**TEXT PROVIDED**
________________
Monday, May 17, 2004

Trivial pursuits

I am the only person sitting in my part of the office, and I absolutely refuse to do any work whatsoever. Oh, I have work that I should be doing. But I figure, since I’ve run out of money this month, they don’t get any more work out of me. You don’t pay, you don’t get.

Perversely, my part of the office is ridiculously cold. The sun is blazing outside, and I can’t feel my fingers. When it’s snowing outside, the office is like a fucking sauna. The Managing Asswipe needs to figure out how the thermostat works.

I spent the morning purposefully surfing the Internet for things of interest. Now I’ve had my lunch, I’m spending the afternoon surfing aimlessly for things of absolutely no consequence whatsoever. Which has led me to messageboards. And the overwhelming need for complete strangers to share every shred of trivial personal minutiae with other complete strangers, as if these new web correspondents were actual, real-world “friends”. So, what the fuck? Here goes….

What time is it? 3.35pm
Name as it appears on birth certificate? AKA
Nicknames: My wallet is the one that says bad motherfucker
Parents name: Look, you shower of grammatically challenged tards, it should be Parents names. Plural. And there's a missing apostrophe, too.
Number of candles on last birthday cake: I don’t do birthday cakes
Date that you regularly blow them out: Well, it would be my birthday, wouldn’t it?
Pets: None
Height: 6 foot 3 inches
Eye: Eye what? Eye colour?? Well, be more specific! Let’s say somewhere between dark brown and pitch black
Haircolor: Leaving aside the Americanism here, Hair Colour is two separate words! It’s jet black, with a bit of silver at the temples. Like Nick Fury.
Piercings: None
Tattoos: None
How much do you love your job: I’m thinking of fire-bombing the building when I leave this evening
Birthplace: London
Hometown: London
Current resident: Yes, I am, thanks.
Had the drink Calypso Breeze? No! What the hell kind of question is that anyway?
Been in love before? Yes.
Been to Africa? What?? No!
Been toilet papering? Is this wallpapering with toilet paper? Of course I haven’t. Who the fuck does that?
________________
[Image boundary annotation data]
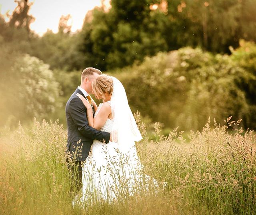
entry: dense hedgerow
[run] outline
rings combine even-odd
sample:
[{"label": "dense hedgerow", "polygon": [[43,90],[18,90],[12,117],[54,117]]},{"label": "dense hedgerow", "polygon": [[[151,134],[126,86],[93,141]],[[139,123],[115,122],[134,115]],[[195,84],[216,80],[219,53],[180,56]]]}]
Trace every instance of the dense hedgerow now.
[{"label": "dense hedgerow", "polygon": [[[66,131],[57,122],[1,133],[1,214],[253,214],[256,210],[256,136],[229,118],[210,120],[187,140],[177,129],[137,144],[144,171],[160,185],[109,203],[73,209],[65,155]],[[211,128],[210,127],[212,128]],[[228,131],[232,128],[232,133]]]},{"label": "dense hedgerow", "polygon": [[250,55],[238,49],[231,55],[214,55],[190,47],[159,53],[114,75],[124,85],[132,109],[166,127],[196,130],[209,116],[219,123],[233,116],[254,128],[256,49],[249,47]]}]

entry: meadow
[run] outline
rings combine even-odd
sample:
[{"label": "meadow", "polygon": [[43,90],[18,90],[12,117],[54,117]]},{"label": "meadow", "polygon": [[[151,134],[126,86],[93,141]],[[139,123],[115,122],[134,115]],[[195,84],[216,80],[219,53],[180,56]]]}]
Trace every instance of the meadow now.
[{"label": "meadow", "polygon": [[[160,185],[112,203],[73,208],[66,162],[66,131],[58,122],[1,132],[1,214],[254,214],[256,135],[229,118],[200,131],[148,133],[136,147],[144,171]],[[164,182],[165,185],[163,186]]]}]

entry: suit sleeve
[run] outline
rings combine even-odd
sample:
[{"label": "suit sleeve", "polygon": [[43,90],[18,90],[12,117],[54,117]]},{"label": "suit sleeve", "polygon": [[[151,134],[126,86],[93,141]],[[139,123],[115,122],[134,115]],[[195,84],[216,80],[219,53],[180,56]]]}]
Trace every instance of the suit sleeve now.
[{"label": "suit sleeve", "polygon": [[70,101],[69,109],[75,124],[83,136],[108,143],[110,133],[99,131],[89,125],[86,108],[79,98],[74,98]]}]

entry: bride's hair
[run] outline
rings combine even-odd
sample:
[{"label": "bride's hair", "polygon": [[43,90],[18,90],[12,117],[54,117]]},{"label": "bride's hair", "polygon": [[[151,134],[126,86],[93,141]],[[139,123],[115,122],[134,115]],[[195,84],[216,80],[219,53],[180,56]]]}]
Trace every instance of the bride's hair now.
[{"label": "bride's hair", "polygon": [[102,75],[93,80],[92,86],[92,90],[97,97],[105,99],[105,93],[112,94],[113,79],[108,75]]}]

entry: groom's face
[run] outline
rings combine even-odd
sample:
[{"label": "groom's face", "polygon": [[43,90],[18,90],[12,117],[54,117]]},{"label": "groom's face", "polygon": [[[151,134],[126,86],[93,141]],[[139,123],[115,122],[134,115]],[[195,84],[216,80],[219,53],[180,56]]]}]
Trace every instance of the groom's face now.
[{"label": "groom's face", "polygon": [[94,79],[95,79],[99,75],[100,75],[98,74],[97,74],[95,73],[93,73],[93,75],[91,75],[89,77],[88,81],[88,89],[86,91],[87,91],[87,93],[91,93],[92,92],[92,83]]}]

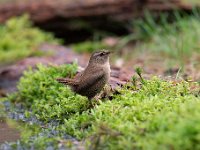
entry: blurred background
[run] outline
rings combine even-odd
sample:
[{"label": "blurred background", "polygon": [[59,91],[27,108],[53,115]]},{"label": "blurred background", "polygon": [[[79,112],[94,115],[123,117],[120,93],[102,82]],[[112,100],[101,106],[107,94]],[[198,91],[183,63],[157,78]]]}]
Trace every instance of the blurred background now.
[{"label": "blurred background", "polygon": [[112,76],[200,80],[199,0],[0,0],[0,95],[28,66],[114,51]]}]

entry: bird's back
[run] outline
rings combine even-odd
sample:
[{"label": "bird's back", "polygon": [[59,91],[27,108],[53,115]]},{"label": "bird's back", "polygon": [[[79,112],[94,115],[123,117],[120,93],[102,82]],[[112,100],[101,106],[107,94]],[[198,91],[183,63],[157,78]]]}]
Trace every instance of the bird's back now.
[{"label": "bird's back", "polygon": [[81,74],[79,84],[74,87],[74,91],[87,96],[89,99],[93,98],[109,80],[110,72],[108,67],[88,66]]}]

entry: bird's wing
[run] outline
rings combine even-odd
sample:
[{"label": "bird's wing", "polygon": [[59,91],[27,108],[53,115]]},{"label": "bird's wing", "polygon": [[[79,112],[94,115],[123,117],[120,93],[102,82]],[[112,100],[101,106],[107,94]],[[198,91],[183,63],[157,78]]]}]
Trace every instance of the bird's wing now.
[{"label": "bird's wing", "polygon": [[98,80],[100,80],[103,76],[104,76],[104,72],[103,72],[103,69],[101,69],[101,68],[95,69],[94,71],[90,72],[89,74],[86,73],[82,76],[82,79],[80,80],[79,88],[87,89],[90,86],[92,86],[93,84],[95,84]]}]

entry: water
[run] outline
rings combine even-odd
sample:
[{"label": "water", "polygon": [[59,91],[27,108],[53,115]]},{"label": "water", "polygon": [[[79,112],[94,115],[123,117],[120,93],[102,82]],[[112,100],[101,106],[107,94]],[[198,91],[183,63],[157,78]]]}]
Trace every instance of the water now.
[{"label": "water", "polygon": [[[40,149],[41,145],[45,147],[42,149],[84,149],[83,143],[55,130],[56,126],[54,121],[44,124],[34,116],[27,118],[22,105],[13,107],[9,101],[0,102],[0,150]],[[51,138],[60,141],[45,141]]]}]

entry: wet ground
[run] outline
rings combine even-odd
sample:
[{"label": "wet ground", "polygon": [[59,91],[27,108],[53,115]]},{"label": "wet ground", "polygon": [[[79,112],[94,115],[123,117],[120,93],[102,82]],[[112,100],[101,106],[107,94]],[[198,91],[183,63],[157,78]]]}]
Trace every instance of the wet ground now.
[{"label": "wet ground", "polygon": [[[59,142],[47,142],[46,149],[67,149],[66,143],[70,143],[68,149],[84,149],[83,144],[70,135],[55,130],[57,122],[44,124],[34,116],[26,117],[21,105],[14,106],[9,102],[0,103],[0,150],[12,149],[37,149],[34,140],[44,138],[61,137]],[[24,142],[26,141],[26,142]],[[57,145],[55,145],[57,144]]]}]

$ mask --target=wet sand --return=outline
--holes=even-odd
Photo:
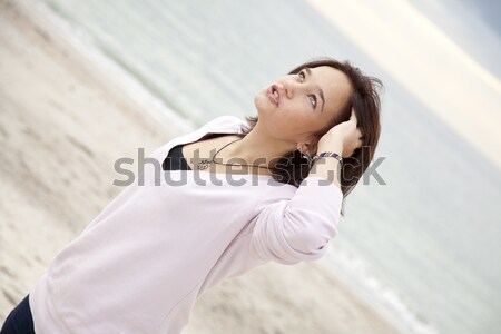
[[[0,0],[0,324],[121,188],[114,163],[181,134],[24,1]],[[399,333],[324,259],[267,264],[196,304],[185,333]]]

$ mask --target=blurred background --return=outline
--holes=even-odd
[[[332,271],[406,333],[499,333],[501,2],[32,3],[183,131],[255,115],[255,94],[315,57],[380,78],[384,181],[347,197]]]

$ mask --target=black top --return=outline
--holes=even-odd
[[[161,164],[163,170],[191,170],[183,156],[183,144],[173,147]]]

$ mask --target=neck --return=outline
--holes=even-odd
[[[257,122],[249,134],[227,146],[222,154],[225,157],[243,159],[247,165],[274,167],[279,158],[295,148],[294,143],[271,137]]]

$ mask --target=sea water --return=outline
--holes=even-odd
[[[498,333],[500,170],[305,2],[37,3],[89,39],[179,127],[255,115],[255,94],[313,57],[350,59],[381,78],[373,164],[383,181],[370,177],[348,196],[328,254],[333,271],[405,333]]]

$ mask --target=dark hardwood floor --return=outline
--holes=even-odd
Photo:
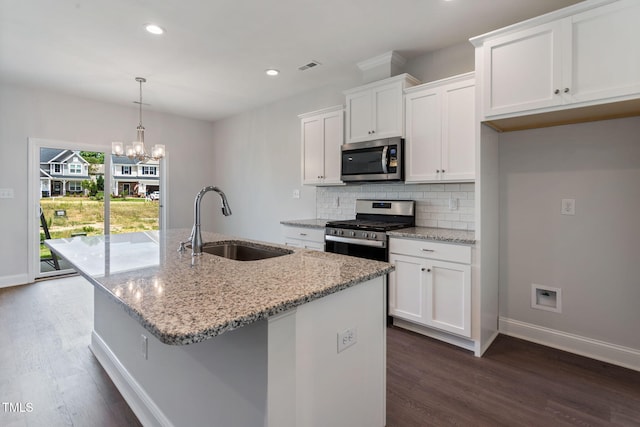
[[[89,350],[92,329],[81,277],[0,289],[0,426],[141,425]]]
[[[0,426],[140,425],[92,325],[80,277],[0,289]],[[640,426],[640,372],[506,336],[480,359],[397,328],[387,344],[388,427]]]
[[[387,427],[640,426],[640,372],[500,335],[484,357],[387,333]]]

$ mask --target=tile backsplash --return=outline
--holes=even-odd
[[[418,227],[475,230],[474,183],[317,187],[316,216],[320,219],[355,218],[356,199],[415,200]]]

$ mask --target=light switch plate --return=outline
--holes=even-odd
[[[0,199],[13,199],[13,188],[0,188]]]
[[[562,207],[560,209],[562,215],[576,214],[576,199],[562,199]]]

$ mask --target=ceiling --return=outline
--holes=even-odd
[[[145,108],[217,120],[578,2],[0,0],[0,78],[131,105],[142,76]]]

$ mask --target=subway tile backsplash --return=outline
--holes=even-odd
[[[355,218],[356,199],[415,200],[418,227],[476,229],[474,183],[317,187],[316,216],[320,219]],[[450,200],[454,205],[457,203],[457,209],[450,208]]]

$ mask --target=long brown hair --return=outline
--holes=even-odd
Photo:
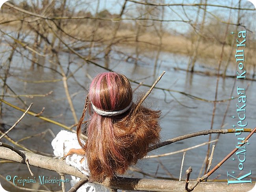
________________
**PARTS OF THE EXERCISE**
(A) Format the entries from the line containing "mask --target=ceiling --return=outline" through the line containing "[[[145,108],[217,120],[578,2],[0,0],[0,78],[131,105],[142,76]]]" as a numbered list, leaving out any blank lines.
(B) Resume the blog post about the office questionnaire from the point where it stops.
The entries have no connection to the blog post about the cold office and the online questionnaire.

**RESULTS OF THE TASKS**
(A)
1. $ mask --target=ceiling --return=outline
2. --holes=even-odd
3. [[[145,108],[217,120],[578,2],[0,0],[0,78],[131,105],[142,76]]]

(B)
Been drunk? Yes, of course I have.
Been toilet papered? No, of course I haven’t
Been in a car crash? No
Croutons or bacon bits? There’s an assumption here that I would have either. And I wouldn’t.
2 doors or 4 doors on your car? No doors. I don't drive.
Sprite or 7-up? Neither
Coffee or coffee ice cream? Coffee.
Blanket or stuffed animal: What am I, five-years old? Neither.
Dumper or dumpee??? Not my triple-question marks, by the way, so even the original question asker realises how stupid this question is. Bearing that in mind, this question doesn’t deserve an answer
Salad dressing? Definitely not. Unless the purpose of the salad dressing can be negotiated. What if I pour it all over the floor, you slide in it and smash your face up on the nearest wall?
Colour of socks? Black
Toilet paper on the roll-over or under? Whatever. As long as I can get it off the roll and wipe my ass, who cares?
Why? So I don’t get shit all over myself.
Place to be kissed? Anywhere. Everywhere. You offering?
Movie: Movie what? Favourite movie? Last movie I saw? I rented Dreamcatcher last night. And it sucked really, really hard. To quote the film itself: “I'm filing that in the "Who Gives A Shit" section of my Memory Warehouse.”
Quotes from a movie: Say, would you like a chocolate covered pretzel?
Favourite holiday: If I’m not working, then I’m having my favourite holiday. Or filling out stupid online questionnaires by messgeboard dweebs
Favourite foods: Thai or Indian
Favourite day of the week? Ah, the reintroduction of the question mark at the end of a (fragment of a) question. How refreshing. Saturday, I suppose.
Favourite song at the moment: “Gangsters of the Groove” by Heatwave. Keyboards, wacka-wacka guitars, chunky basslines, screeching falsettos and excruciating lyrics. Kismet
Favourite TV Show?: Of all time? At the moment? Be more specific! I can’t thing of an answer for this off the top of my head. (Sweet Fancy Moses, I’m struggling with simple-minded questionnaires now.)
Favourite word or phrase: Teabag. Or blumpkin.
Word or phrase that you most despise: I’m really starting to loath the word “favourite”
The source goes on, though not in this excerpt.